**EXTRACT:**

______________________________

Marking the second entry to the Pretty Cure All Stars crossover film series, as well as the second installment to the DX trilogy, the HeartCatch PreCure! team joins the previous Pretty Cure teams on protecting the Rainbow Jewel from an evil entity known as Bottom.

==Plot==
The HeartCatch PreCure! team: Tsubomi and Erika receives an invitation from Chypre and Coffret to Fairy Park, where mascots and other fairies were working as they were handing out the Miracle Lights, and Coco and Nutts are presenting the Rainbow Jewel in their human forms. Then they encounter Fresh Pretty Cure! team: Love, Miki, Inori and Setsuna, whom are searching for other friends, which Tsubomi agrees to help. As exploring, Northa, Uraganos, Kintoleski and Mucardia appears before them. Both HeartCatch and Fresh team transforms, which shocks Blossom and Marine. As they're fighting, they learn that the villains were revived by an evil entity named Bottom, whom is seeking the Rainbow Jewel. As the latter Pretty Cures shows up, the villains retreat.

______________________________

**DATA FOR ANALYSIS:**
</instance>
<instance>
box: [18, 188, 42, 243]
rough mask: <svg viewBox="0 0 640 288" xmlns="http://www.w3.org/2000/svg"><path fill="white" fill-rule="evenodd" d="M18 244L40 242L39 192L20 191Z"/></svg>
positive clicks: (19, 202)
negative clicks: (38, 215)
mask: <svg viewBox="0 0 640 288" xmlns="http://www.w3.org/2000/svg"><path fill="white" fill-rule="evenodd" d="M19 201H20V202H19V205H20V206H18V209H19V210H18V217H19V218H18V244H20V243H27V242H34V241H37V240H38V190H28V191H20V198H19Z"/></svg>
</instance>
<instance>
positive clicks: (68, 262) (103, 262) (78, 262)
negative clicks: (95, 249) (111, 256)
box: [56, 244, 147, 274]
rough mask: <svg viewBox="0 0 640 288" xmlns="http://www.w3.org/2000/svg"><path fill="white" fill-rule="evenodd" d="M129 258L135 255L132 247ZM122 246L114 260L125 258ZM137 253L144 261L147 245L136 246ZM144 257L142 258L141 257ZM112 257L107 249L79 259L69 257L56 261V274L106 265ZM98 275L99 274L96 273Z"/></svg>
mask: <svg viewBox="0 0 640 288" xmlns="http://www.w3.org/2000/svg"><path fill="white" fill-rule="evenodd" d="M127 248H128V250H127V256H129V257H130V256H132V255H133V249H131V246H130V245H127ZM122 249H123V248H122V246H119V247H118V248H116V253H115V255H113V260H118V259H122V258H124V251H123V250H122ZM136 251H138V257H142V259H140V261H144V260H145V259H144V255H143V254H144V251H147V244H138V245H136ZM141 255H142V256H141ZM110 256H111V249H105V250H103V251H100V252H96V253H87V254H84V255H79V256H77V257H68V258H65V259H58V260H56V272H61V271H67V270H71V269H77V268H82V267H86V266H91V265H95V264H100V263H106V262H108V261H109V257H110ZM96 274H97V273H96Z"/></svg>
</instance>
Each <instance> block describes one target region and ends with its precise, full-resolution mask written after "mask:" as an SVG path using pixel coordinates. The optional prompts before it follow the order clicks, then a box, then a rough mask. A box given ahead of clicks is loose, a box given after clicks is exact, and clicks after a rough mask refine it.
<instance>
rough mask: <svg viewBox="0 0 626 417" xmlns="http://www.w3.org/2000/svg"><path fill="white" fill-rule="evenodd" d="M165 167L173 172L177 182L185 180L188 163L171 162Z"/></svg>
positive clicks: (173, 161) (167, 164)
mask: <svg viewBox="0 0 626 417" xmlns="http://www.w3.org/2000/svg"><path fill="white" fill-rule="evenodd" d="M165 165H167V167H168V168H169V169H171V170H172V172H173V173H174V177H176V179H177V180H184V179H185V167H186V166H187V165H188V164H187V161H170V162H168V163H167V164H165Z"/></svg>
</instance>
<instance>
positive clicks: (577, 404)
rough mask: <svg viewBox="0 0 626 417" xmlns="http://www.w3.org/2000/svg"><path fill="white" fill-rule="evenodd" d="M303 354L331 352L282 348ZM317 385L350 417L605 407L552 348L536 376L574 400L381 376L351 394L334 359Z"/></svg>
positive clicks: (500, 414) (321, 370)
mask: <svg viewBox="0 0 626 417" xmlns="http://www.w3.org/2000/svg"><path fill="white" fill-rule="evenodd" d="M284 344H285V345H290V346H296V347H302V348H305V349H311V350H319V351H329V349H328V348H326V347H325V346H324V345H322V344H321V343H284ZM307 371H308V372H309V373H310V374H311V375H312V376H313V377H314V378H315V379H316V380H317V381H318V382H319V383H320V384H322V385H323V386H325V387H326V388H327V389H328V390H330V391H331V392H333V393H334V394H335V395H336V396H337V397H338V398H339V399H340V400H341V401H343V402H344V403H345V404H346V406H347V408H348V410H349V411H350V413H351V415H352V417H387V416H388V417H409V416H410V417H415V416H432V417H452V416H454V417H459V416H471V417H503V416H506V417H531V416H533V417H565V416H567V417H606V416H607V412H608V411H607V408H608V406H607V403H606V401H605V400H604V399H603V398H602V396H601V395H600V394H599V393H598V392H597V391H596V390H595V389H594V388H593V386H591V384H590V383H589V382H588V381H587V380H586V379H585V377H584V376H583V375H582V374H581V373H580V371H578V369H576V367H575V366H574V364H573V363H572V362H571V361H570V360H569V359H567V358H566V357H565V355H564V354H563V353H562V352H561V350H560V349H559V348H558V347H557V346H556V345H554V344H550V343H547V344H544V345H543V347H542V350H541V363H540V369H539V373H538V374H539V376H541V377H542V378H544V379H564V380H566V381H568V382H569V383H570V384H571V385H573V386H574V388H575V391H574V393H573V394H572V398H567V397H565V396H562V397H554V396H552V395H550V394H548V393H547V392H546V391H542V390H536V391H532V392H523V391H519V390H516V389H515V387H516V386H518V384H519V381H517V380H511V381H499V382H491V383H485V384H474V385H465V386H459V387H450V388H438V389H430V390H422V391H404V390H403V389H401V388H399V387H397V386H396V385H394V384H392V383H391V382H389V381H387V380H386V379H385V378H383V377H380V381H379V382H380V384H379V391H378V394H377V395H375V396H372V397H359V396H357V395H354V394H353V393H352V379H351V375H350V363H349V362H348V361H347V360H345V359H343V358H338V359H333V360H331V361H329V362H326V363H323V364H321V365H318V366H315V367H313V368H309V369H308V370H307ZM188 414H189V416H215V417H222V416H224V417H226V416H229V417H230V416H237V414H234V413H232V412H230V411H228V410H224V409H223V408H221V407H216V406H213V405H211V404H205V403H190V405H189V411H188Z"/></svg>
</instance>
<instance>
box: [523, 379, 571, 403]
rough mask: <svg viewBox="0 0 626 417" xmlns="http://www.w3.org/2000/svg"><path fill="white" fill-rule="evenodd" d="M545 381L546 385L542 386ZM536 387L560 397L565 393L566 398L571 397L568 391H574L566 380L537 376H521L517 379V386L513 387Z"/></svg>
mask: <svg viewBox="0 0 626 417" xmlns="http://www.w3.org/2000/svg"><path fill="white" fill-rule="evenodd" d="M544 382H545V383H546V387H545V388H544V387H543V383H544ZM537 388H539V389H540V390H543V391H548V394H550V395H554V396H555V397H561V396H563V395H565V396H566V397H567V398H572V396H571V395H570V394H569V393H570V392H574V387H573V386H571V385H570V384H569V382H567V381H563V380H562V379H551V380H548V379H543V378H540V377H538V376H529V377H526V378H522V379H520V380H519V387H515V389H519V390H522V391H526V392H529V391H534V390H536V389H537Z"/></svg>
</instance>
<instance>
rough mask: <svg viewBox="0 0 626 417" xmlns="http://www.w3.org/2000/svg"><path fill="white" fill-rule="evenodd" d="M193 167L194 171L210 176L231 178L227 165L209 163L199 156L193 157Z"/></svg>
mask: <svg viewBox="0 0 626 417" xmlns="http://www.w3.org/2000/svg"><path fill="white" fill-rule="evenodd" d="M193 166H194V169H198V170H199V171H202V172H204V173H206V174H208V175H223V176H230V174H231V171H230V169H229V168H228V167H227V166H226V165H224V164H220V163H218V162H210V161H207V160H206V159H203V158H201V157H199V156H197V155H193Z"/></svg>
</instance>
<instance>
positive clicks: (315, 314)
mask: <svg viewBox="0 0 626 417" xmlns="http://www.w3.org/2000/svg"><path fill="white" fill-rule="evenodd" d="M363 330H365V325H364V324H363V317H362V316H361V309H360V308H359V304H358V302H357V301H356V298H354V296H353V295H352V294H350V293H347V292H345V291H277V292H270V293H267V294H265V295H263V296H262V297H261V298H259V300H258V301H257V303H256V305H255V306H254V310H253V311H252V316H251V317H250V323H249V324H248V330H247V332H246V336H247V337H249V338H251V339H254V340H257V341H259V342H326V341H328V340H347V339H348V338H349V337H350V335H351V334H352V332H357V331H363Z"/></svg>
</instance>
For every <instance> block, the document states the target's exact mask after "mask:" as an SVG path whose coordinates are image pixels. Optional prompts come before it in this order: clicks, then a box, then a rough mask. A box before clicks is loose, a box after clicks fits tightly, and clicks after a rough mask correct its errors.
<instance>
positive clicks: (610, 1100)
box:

______________________________

**TRY IT:**
In the film synopsis, which villains appear before the HeartCatch and Fresh teams as they explore Fairy Park? The entries are drawn from a source unrelated to the film synopsis.

**SOLUTION TO THIS TASK:**
Northa, Uraganos, Kintoleski and Mucardia